Records:

-*-

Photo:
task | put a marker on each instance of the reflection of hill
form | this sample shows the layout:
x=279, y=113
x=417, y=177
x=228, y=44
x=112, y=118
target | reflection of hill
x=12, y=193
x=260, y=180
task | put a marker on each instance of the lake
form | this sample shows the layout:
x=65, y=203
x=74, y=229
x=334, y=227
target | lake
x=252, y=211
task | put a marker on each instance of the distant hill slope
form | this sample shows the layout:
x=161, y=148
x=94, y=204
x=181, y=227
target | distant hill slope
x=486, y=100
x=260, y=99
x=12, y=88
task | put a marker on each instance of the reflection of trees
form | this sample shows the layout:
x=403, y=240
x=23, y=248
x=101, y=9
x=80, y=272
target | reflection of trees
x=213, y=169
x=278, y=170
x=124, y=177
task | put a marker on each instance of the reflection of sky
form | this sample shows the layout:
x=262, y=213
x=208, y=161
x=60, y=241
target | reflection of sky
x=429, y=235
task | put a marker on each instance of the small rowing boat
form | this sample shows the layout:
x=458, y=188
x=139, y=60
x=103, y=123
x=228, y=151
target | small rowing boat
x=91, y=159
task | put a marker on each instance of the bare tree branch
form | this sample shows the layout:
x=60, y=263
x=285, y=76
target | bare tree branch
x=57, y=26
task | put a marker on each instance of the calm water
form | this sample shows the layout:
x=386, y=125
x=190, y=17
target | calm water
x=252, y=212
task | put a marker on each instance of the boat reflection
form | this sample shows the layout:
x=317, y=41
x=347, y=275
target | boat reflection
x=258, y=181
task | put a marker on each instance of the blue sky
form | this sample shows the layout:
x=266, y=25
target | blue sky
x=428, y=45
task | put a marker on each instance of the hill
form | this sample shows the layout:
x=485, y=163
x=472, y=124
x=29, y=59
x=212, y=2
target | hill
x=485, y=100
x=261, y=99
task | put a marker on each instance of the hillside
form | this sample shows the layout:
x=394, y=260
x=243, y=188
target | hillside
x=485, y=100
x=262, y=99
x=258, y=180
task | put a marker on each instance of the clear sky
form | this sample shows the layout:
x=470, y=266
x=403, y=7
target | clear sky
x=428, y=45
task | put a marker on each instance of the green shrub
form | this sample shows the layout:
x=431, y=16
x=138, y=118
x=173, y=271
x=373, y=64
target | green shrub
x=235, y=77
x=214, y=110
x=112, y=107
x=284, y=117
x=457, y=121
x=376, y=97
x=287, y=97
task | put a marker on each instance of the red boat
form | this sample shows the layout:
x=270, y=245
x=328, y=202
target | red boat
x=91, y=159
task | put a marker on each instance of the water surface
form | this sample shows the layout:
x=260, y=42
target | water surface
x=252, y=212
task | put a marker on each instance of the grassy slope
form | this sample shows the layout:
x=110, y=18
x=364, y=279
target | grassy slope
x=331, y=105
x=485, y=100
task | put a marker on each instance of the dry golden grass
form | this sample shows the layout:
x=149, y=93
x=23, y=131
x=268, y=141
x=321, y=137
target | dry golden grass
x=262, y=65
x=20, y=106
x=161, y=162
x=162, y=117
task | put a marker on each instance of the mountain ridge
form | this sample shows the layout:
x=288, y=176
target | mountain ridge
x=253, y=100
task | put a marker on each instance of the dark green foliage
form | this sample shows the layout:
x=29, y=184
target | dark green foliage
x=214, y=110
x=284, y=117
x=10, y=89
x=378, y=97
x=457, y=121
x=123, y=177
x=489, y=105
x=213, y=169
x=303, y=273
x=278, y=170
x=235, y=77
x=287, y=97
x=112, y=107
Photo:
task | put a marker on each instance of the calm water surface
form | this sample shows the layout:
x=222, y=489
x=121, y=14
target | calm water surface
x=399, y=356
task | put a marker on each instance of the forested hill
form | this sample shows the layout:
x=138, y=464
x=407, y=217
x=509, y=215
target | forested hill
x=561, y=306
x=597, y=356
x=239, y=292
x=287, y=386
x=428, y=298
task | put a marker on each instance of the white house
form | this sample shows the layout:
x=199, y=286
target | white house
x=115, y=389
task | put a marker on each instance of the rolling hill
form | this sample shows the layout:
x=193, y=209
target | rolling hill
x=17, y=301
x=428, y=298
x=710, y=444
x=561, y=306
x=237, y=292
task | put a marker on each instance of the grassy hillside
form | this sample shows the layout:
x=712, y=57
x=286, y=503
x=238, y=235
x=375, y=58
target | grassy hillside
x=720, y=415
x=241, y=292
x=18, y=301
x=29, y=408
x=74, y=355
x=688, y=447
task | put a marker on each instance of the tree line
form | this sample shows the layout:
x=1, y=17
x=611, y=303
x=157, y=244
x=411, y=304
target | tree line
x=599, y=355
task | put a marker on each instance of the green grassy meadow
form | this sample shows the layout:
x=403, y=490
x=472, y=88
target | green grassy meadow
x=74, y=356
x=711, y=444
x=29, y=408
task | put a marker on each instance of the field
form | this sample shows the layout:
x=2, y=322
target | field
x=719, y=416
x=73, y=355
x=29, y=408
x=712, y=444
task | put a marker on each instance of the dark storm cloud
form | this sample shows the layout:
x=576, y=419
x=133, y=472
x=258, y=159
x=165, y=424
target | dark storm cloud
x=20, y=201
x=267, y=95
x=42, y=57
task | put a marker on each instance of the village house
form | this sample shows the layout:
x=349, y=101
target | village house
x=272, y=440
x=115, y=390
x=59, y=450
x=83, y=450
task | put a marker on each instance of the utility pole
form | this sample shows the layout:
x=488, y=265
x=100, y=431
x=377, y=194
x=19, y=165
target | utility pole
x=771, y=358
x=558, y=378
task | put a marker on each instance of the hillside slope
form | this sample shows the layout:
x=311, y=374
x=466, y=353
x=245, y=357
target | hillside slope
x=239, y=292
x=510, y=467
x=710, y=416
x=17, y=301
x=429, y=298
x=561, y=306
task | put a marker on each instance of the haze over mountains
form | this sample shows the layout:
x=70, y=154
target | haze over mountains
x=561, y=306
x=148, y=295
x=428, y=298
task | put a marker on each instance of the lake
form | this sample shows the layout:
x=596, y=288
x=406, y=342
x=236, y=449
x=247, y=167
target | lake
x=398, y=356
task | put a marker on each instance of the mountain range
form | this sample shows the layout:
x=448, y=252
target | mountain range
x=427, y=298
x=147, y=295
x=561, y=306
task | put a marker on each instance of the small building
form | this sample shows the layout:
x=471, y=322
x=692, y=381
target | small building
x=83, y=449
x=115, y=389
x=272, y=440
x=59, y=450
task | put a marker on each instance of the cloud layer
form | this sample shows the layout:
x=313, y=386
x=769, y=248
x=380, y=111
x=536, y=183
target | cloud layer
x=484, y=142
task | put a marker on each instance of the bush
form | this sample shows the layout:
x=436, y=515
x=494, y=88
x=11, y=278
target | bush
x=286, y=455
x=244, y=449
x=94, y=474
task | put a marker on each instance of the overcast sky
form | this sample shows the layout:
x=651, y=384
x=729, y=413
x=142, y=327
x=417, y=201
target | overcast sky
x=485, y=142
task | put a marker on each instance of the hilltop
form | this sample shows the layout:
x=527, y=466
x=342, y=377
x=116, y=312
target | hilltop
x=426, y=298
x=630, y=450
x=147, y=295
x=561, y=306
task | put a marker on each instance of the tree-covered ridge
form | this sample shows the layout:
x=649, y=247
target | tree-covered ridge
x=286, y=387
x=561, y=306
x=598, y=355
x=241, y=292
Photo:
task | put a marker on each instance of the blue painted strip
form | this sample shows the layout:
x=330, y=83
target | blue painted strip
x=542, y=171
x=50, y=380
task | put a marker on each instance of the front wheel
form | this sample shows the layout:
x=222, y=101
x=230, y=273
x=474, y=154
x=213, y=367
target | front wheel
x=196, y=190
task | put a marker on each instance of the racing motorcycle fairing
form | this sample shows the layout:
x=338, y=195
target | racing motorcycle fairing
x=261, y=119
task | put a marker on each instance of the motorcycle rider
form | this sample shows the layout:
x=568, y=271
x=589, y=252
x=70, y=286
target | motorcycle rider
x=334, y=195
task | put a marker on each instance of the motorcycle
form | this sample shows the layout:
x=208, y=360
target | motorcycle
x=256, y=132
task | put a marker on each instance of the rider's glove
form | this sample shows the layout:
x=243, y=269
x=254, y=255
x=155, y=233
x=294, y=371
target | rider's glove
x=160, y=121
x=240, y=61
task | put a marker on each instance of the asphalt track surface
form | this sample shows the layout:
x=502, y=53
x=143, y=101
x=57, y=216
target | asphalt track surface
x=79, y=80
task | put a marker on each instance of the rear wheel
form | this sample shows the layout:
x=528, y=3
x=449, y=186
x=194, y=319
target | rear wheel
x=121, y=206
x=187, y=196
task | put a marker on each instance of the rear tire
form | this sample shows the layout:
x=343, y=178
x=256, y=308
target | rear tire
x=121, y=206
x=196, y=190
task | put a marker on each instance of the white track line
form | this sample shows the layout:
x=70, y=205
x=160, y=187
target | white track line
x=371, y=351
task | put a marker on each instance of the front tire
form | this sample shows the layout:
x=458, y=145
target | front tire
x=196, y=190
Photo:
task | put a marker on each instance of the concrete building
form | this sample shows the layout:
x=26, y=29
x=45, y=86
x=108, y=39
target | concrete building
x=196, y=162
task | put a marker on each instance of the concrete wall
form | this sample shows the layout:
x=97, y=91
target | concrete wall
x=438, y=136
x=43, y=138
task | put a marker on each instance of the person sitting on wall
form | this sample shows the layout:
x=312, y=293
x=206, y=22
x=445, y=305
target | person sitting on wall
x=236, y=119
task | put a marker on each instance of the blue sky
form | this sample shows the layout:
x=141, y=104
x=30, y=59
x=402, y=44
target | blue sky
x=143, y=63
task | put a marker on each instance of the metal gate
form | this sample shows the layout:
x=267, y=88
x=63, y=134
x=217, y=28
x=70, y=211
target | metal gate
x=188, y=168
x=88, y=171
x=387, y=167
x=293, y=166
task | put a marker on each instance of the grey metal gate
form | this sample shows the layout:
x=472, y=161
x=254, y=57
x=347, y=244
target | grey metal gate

-*-

▶ [WHAT YOU WILL DO] Starting with the line that contains "the white track line", print each line through the last one in the listing. Include both end lines and add nothing.

▶ [FINAL RESULT]
task | put a marker on each instance of the white track line
form | this sample shows the layout:
x=70, y=205
x=160, y=187
target | white track line
x=371, y=351
task | put a marker on each instance of the front tire
form | this sample shows the layout:
x=458, y=145
target | front tire
x=196, y=190
Photo:
task | put a marker on each instance of the concrete building
form | this sample shows the layout:
x=26, y=29
x=45, y=86
x=108, y=39
target | concrete building
x=196, y=162
task | put a marker on each instance of the concrete wall
form | this sample shows the layout:
x=97, y=91
target | concrete wall
x=438, y=136
x=43, y=138
task | put a marker on each instance of the person sitting on wall
form | this sample shows the layout:
x=312, y=293
x=206, y=22
x=445, y=305
target | person sitting on wall
x=236, y=119
task | put a marker on each instance of the blue sky
form | this sample shows the layout:
x=141, y=104
x=30, y=59
x=402, y=44
target | blue sky
x=143, y=63
task | put a marker on each instance of the metal gate
form | this sample shows the layout:
x=267, y=88
x=63, y=134
x=217, y=28
x=70, y=211
target | metal gate
x=188, y=168
x=88, y=171
x=387, y=167
x=293, y=166
task | put a marker on each instance of the grey metal gate
form | this sample shows the layout:
x=472, y=161
x=254, y=57
x=347, y=244
target | grey metal gate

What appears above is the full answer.